- _Instructions to follow_:
Convert every line of the records below into a JSON list of strings, one string per line, omitting any blank lines.

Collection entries
>>>>

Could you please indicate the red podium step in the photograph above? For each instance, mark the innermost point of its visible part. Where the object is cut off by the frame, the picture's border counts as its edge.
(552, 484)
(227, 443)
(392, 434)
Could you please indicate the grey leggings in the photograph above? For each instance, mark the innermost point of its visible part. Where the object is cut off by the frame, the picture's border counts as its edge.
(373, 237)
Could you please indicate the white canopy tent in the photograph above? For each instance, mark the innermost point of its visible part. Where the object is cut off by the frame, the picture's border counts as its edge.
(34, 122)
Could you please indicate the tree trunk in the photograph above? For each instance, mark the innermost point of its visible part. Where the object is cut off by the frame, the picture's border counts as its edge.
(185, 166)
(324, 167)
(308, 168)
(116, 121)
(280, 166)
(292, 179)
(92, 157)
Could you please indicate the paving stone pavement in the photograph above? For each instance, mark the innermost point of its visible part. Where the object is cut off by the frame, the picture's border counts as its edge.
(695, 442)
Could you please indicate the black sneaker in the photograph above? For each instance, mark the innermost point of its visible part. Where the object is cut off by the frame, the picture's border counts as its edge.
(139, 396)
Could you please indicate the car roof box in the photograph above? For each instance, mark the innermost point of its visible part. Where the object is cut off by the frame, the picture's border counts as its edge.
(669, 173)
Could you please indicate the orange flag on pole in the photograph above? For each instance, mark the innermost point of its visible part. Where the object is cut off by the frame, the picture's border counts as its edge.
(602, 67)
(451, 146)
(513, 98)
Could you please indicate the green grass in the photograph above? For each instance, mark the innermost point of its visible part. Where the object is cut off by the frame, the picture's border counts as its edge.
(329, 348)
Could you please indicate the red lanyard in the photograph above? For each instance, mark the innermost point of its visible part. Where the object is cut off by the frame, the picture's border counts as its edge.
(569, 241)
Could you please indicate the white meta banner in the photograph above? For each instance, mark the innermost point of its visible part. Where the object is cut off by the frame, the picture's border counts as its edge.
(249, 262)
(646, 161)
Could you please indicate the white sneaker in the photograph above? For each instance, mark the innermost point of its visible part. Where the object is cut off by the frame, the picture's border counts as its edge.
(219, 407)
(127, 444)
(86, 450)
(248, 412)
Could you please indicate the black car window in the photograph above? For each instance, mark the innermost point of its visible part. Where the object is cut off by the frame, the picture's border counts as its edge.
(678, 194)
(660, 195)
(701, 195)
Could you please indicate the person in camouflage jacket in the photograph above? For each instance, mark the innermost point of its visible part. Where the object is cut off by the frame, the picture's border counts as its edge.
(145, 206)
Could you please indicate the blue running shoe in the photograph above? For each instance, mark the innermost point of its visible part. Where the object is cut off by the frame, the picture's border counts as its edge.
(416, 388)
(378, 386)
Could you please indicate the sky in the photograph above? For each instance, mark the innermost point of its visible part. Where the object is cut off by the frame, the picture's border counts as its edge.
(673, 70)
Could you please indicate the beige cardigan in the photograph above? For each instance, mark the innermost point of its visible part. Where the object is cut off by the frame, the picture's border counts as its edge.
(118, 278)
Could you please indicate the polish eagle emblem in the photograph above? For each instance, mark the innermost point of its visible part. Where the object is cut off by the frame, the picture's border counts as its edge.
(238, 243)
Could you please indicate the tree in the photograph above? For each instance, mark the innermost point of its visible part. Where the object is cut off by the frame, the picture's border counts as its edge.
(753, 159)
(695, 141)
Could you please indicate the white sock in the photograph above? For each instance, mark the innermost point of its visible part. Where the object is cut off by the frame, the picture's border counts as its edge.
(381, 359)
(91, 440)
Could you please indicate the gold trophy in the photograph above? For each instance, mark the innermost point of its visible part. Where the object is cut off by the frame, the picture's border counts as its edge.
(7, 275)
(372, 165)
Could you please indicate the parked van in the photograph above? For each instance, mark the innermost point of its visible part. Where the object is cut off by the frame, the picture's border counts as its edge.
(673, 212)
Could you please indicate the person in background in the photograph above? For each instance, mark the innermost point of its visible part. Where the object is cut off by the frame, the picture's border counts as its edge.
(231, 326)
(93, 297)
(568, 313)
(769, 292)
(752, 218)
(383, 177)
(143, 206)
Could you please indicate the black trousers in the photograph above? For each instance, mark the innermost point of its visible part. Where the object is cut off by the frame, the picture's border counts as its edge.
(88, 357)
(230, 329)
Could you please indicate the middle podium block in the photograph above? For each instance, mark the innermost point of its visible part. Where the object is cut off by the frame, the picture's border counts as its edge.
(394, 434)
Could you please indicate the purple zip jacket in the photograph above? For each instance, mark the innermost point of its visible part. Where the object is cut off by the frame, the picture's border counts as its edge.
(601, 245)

<<<<

- _Finished task_:
[
  "Could you please indicate the red podium step in the photograph above? For each instance, mark the innermost point of its visible part. Where the object is cut off by the frame, the picture's border counts as its edge.",
  "(552, 484)",
  "(227, 443)",
  "(392, 434)",
  "Could you please indicate the grey leggings in the photograph above? For each instance, mark the innermost point of its visible part. Where the object is cut off by the frame, the picture's border counts as its edge.",
  "(373, 237)",
  "Could you please indicate the white canopy tent in the photograph above? For each instance, mark the innermost point of its visible part. Where the object is cut off by the frame, the picture's border counts as its edge.",
  "(34, 122)",
  "Could you please indicate the tree trunk in the photograph above? For each instance, mark the innermost point of its visible part. Where the object is cut off by the frame, the picture's border counts as its edge.",
  "(185, 166)",
  "(324, 167)",
  "(308, 168)",
  "(116, 121)",
  "(280, 166)",
  "(292, 179)",
  "(92, 157)",
  "Could you please indicate the paving stone pavement in the photograph above? For each instance, mark the innermost point of its visible part. Where the object is cut off by the frame, the picture's border counts as its edge.",
  "(695, 442)",
  "Could you please indicate the black sneaker in the photograph above? For each instance, mark the innermost point of its visible part. Where the object is cut off by the frame, the picture's border counts as its edge.",
  "(139, 396)",
  "Could you please indicate the car roof box in the photograph above? For each instance, mark the innermost point of its visible part. Where the object is cut off by the frame, the picture's border counts as its edge.",
  "(669, 173)",
  "Could you please indicate the orange flag on pole in the photograph above? For each instance, mark the innermost point of its visible part. Where the object is cut off by the frame, the picture's border counts as its edge.",
  "(602, 67)",
  "(451, 146)",
  "(513, 98)",
  "Could you please indicate the green grass in the photograph above? For each instance, mark the innermost point of its visible part. Where the object is cut off by the frame, the picture's border counts as its edge.",
  "(329, 348)",
  "Could you please indicate the red lanyard in the photograph above? For each instance, mark the innermost point of its visible part. Where the object is cut off by the frame, the picture's border counts as its edge.",
  "(569, 241)",
  "Could you please indicate the white meta banner in the photograph above? For each instance, mark the innermost point of its visible part. Where the object is cut off by the frame, the picture's border counts as its edge.",
  "(249, 262)",
  "(646, 161)",
  "Could you please indicate the white sneaker in the photograph above? For each instance, mark the innermost point of its visible part. Where the object is cut off by the frame, the picture's border counts as its edge.",
  "(219, 407)",
  "(127, 444)",
  "(86, 450)",
  "(248, 412)",
  "Could you please indicate the black car window in the photograph above? For each instance, mark the innermost point of its visible part. Where the object is cut off by the frame, the picture's border counts as its edge.",
  "(678, 194)",
  "(660, 195)",
  "(701, 195)",
  "Could you please indicate the person in camouflage jacket in the photograph above? For each instance, mark the innermost point of its visible part. Where the object is cut off by the frame, the picture's border counts as its edge.",
  "(145, 206)",
  "Could you please indicate the blue running shoe in the photograph above? For each instance, mark the innermost point of its visible part. Where the object is cut off by the frame, the picture's border counts as its edge.",
  "(416, 388)",
  "(378, 386)",
  "Could you please indicate the sky in the photograph above? For each instance, mark the innermost point of its visible part. Where the object is cut off by the frame, the picture's border counts as its edge.",
  "(673, 70)",
  "Could you please indicate the beige cardigan in the photograph above? For each instance, mark the innermost point of its visible part. Where the object is cut off by the frame, the picture's border counts as its edge.",
  "(118, 278)",
  "Could you please indicate the polish eagle emblem in the photograph above? For each instance, mark the innermost point of its visible part. Where the object is cut off by the frame, the picture's border counts as its edge.",
  "(238, 243)",
  "Could you please indicate the tree in the photograph above? For each instance, mark the innermost point of its visible part. Where the object is cut off by the frame, the picture's border counts as its edge.",
  "(753, 159)",
  "(695, 141)",
  "Could you please indicate the white sock in the photograph above? For each instance, mark the innermost point of its visible part. Where the object is cut off by the frame, the picture's border counts as its edge.",
  "(381, 359)",
  "(91, 440)",
  "Could you please indicate the gold trophy in the photograph above? For each instance, mark the innermost point of its visible part. Where the object is cut off by the frame, the picture's border counts as its edge.",
  "(7, 275)",
  "(372, 165)",
  "Could you please indicate the parked van in the photograph above? For each instance, mark the innermost point of its visible part. Where the object is cut off by the frame, the picture's border counts as its edge.",
  "(673, 212)",
  "Could you please indicate the person in background in the photograph above? For each instance, mark the innermost point of its visible part. Where the object is cut off by the frame, the picture's border counts as its edge.",
  "(231, 326)",
  "(93, 297)",
  "(568, 313)",
  "(769, 292)",
  "(752, 218)",
  "(383, 177)",
  "(143, 206)",
  "Could you please indicate the black trousers in the photograph above? For each instance, mark the innermost point of its visible part. Where the object is cut off by the frame, the picture's border counts as its edge.",
  "(88, 357)",
  "(230, 329)",
  "Could you please indicate the middle podium block in the photograph above? For each instance, mark the innermost point of its visible part. Where the object is cut off by the frame, the picture's border counts as its edge.",
  "(394, 434)",
  "Could you please indicate the purple zip jacket in the photograph above? For each instance, mark the innermost point of its visible part. Where the object is cut off by the frame, the picture's border counts as its edge.",
  "(601, 245)"
]